Task
Extract and copy the lines of the records verbatim, starting at the line that contains "find | tall dark tree" and ending after the line that contains "column 435, row 405".

[Location identification entries]
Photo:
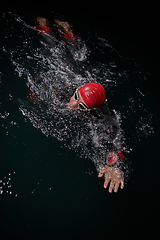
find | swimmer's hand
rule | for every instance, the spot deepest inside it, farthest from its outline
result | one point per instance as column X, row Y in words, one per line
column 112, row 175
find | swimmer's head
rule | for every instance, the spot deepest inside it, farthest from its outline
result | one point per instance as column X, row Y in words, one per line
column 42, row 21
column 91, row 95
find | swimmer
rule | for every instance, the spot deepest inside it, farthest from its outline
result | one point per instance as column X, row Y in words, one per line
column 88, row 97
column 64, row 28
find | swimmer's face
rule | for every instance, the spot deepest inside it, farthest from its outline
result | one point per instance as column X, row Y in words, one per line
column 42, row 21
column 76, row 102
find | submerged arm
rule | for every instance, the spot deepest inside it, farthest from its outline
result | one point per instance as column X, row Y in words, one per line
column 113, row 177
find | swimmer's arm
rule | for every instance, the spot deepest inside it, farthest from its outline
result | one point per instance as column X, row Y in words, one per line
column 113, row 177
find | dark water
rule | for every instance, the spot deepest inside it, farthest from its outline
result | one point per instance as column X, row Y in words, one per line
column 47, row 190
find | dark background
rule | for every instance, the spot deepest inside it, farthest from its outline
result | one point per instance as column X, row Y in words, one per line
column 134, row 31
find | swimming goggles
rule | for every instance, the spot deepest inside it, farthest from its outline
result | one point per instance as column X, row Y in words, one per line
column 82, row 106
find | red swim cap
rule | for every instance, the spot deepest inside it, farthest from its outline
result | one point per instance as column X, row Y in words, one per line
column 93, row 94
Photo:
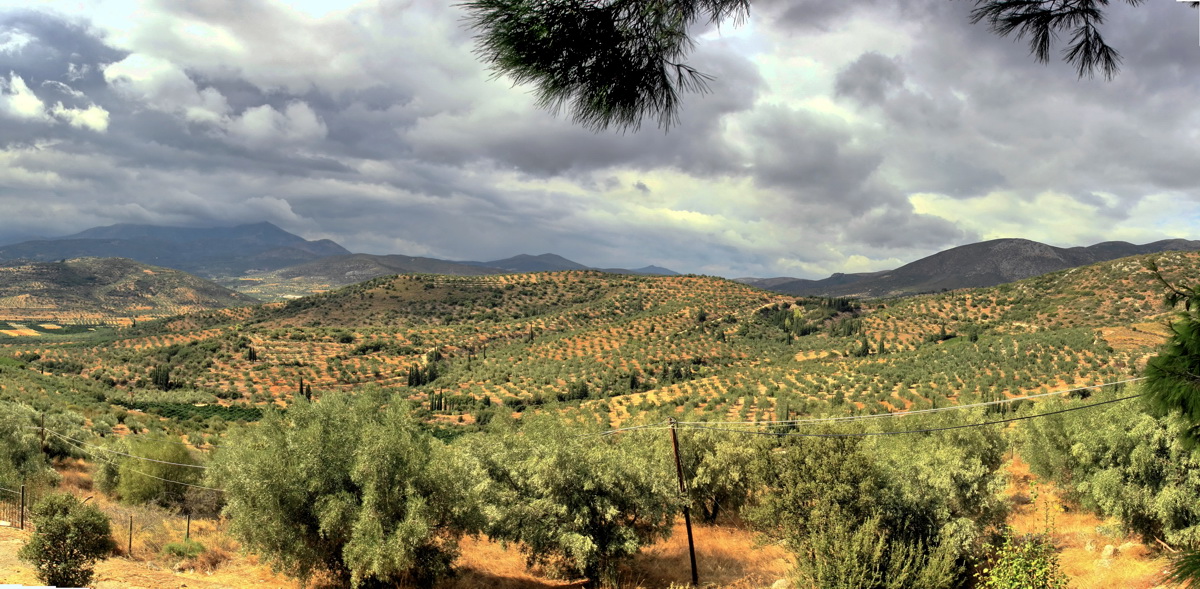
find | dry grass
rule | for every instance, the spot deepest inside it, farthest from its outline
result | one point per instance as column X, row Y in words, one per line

...

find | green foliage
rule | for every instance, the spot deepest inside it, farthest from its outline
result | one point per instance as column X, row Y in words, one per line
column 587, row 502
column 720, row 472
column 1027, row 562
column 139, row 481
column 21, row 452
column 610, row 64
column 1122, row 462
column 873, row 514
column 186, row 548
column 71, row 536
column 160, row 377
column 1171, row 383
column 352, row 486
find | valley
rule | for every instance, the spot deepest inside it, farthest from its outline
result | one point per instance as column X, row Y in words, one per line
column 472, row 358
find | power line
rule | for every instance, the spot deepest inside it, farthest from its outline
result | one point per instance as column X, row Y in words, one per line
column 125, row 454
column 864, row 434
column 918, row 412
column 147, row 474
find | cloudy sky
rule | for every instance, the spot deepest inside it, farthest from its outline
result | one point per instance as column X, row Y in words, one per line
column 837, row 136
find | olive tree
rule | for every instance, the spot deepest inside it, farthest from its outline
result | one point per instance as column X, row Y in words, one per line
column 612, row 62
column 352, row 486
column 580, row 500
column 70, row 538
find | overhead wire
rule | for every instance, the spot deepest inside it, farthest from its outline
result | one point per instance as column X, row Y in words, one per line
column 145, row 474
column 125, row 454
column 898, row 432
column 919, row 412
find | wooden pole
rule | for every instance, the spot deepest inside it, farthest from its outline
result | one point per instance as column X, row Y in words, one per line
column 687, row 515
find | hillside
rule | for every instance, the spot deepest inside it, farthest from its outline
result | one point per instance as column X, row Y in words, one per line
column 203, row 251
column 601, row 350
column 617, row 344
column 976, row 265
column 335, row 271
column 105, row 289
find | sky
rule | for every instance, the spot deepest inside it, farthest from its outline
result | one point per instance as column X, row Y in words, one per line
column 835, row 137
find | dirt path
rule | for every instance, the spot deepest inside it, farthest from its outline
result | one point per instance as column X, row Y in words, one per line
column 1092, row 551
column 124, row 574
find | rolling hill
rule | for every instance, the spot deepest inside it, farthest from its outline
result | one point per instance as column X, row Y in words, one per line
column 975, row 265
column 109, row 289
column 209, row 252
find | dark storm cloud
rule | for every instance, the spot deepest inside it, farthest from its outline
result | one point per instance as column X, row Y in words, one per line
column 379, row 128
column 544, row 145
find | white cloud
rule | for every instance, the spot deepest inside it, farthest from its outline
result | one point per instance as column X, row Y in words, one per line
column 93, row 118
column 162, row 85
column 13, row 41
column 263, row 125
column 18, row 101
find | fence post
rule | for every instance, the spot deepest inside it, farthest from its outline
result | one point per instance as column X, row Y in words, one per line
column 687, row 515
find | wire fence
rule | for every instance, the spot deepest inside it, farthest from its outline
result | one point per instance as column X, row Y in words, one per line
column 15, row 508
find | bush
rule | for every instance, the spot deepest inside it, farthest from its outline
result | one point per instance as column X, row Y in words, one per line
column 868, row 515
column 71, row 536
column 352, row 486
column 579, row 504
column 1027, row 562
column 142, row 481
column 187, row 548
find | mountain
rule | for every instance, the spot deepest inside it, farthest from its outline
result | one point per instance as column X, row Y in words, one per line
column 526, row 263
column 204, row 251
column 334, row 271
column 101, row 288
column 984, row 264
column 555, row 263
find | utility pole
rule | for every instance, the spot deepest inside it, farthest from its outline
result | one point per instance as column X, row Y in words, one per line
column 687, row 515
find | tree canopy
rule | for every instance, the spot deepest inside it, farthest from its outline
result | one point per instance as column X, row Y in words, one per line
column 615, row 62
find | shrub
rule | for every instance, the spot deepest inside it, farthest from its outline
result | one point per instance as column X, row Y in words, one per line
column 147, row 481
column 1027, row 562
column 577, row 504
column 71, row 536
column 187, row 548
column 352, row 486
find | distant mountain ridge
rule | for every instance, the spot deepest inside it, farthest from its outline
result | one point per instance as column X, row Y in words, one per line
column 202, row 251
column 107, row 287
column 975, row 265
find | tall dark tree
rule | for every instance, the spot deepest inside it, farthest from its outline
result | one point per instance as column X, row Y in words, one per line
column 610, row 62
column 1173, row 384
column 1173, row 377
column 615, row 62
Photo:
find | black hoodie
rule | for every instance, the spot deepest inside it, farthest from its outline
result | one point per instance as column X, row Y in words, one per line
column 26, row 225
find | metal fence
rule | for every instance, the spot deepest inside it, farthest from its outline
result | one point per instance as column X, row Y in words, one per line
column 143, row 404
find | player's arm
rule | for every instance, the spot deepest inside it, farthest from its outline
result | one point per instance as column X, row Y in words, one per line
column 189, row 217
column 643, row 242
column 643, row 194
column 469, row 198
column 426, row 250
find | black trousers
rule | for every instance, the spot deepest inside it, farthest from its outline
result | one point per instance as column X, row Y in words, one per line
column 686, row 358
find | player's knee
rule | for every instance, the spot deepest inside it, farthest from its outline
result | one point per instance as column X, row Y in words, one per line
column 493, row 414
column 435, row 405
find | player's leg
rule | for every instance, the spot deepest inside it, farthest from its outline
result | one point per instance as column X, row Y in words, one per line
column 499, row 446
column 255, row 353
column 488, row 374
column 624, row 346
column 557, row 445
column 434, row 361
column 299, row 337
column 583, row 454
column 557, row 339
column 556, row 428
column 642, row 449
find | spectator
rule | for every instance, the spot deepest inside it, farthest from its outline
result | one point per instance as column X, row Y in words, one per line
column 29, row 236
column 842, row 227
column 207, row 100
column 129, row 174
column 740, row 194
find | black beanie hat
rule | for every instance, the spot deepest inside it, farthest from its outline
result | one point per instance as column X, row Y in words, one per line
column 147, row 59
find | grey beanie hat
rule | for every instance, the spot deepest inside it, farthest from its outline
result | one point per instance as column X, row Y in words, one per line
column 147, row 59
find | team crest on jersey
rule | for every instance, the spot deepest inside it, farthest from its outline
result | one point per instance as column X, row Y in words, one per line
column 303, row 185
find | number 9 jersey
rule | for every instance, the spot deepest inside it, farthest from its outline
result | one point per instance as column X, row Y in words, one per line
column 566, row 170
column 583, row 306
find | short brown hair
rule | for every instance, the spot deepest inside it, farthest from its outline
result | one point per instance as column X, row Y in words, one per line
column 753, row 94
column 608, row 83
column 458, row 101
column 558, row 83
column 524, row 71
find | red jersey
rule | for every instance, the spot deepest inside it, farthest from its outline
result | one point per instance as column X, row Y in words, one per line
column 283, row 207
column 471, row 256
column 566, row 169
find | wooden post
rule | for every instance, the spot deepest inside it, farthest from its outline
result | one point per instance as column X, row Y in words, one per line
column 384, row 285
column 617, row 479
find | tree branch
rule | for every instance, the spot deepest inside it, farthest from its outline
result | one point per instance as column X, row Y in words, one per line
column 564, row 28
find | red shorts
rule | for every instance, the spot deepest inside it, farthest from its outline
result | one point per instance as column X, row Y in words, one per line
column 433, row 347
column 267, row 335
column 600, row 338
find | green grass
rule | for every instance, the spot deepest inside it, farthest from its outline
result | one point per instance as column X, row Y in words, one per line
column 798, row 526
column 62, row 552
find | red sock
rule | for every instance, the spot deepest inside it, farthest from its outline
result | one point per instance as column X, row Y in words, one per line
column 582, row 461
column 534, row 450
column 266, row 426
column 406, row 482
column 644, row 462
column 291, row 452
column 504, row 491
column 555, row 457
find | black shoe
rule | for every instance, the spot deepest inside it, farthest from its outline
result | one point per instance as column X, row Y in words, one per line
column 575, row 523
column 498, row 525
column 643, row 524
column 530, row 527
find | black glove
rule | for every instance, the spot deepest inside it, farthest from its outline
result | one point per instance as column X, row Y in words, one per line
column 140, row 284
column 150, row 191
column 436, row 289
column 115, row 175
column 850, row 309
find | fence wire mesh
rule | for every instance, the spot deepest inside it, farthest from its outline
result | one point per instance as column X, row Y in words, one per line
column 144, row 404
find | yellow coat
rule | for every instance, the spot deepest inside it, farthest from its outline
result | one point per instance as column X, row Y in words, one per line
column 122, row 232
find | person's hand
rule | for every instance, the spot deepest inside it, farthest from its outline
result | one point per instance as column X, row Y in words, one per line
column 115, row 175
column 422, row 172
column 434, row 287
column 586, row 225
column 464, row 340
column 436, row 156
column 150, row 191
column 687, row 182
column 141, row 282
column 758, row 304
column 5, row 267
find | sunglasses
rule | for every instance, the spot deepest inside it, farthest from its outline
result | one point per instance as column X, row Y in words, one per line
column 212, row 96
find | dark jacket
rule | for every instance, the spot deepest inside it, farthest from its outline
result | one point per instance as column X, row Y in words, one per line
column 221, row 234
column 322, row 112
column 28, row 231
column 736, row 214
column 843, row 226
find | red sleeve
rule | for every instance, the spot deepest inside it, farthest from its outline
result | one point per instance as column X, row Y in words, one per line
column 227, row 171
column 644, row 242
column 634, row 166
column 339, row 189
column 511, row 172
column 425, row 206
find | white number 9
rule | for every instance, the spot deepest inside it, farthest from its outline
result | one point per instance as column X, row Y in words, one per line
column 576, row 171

---

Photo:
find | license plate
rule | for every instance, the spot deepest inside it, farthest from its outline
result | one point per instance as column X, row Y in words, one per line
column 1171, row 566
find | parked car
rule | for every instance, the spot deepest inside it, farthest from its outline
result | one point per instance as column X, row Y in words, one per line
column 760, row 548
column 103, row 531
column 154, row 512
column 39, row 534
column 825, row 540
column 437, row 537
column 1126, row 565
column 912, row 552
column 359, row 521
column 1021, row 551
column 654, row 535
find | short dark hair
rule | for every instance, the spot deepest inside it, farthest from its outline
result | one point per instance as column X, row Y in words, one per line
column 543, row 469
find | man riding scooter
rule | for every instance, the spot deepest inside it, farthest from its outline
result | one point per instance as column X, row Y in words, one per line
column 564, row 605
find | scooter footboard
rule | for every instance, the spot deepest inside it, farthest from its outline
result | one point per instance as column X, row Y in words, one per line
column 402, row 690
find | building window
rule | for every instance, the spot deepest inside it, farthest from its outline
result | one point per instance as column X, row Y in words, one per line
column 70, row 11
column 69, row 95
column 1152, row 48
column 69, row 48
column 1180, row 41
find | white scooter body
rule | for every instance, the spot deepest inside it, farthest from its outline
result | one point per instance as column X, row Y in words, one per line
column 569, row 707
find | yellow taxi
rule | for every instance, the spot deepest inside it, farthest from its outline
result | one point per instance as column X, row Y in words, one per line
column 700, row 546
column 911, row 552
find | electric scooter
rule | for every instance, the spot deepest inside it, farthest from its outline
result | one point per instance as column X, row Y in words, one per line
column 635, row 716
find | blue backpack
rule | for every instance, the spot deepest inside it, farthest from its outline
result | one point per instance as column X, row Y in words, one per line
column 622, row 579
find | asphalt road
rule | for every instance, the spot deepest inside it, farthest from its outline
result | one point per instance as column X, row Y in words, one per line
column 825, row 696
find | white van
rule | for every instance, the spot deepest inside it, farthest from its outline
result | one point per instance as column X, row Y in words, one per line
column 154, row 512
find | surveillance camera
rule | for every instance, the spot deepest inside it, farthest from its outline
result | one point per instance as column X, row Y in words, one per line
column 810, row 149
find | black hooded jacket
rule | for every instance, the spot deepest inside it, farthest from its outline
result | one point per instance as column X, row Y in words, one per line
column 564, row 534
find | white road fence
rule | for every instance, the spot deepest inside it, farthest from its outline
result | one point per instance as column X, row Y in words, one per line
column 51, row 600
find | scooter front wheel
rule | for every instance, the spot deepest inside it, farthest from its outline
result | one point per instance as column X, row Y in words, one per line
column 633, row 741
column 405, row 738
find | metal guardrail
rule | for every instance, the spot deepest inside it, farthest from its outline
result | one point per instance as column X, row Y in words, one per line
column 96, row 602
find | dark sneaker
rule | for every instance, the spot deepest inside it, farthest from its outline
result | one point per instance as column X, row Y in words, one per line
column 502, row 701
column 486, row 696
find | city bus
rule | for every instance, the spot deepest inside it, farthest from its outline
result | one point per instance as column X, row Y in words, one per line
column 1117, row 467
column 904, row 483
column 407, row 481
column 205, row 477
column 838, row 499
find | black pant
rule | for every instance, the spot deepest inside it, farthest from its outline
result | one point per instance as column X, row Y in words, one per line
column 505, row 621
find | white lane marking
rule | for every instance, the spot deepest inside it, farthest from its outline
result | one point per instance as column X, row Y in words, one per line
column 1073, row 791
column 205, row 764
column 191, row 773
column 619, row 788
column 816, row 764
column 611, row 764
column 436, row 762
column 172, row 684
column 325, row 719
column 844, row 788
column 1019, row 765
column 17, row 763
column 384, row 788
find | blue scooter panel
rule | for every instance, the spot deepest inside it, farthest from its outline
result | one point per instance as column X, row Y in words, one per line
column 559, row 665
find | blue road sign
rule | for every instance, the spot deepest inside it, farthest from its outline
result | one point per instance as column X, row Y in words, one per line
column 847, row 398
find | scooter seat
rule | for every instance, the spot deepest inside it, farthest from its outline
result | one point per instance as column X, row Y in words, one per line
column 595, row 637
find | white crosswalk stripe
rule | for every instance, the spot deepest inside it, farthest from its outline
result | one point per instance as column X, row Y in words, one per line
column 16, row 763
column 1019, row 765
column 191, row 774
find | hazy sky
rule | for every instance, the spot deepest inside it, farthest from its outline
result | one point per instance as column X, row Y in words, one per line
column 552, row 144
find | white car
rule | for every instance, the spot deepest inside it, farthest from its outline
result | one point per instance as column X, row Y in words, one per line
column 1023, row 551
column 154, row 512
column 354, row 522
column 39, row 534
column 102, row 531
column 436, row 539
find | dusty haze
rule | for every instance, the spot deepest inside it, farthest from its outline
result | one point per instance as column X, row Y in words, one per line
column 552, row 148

Result
find | tall dark tree
rule | for every instance, the spot deepest inside it, farthest from its outline
result | one point per instance as column X, row Y in words, one per line
column 610, row 62
column 1173, row 384
column 1173, row 377
column 615, row 62
Photo:
find | black hoodie
rule | for every instance, the spot deepest inside it, farthest from its outline
result | one point per instance as column X, row Y in words, one per line
column 26, row 225
find | metal fence
rule | for every instance, the spot deepest inside it, farthest from its outline
result | one point per instance as column X, row Y in words, one per line
column 143, row 404
find | player's arm
rule | for every instance, the spot deepest inside it, farthest from its outline
result | one point per instance as column X, row Y in words, one per line
column 189, row 217
column 643, row 242
column 643, row 194
column 469, row 198
column 426, row 250
find | black trousers
rule | for every instance, the spot deepest inside it, farthest from its outline
result | one point per instance as column X, row Y in words, one per line
column 686, row 358
find | player's knee
rule | for every instance, the spot deepest inside it, farthest from its outline
result | one point per instance as column X, row Y in words, one per line
column 493, row 414
column 435, row 405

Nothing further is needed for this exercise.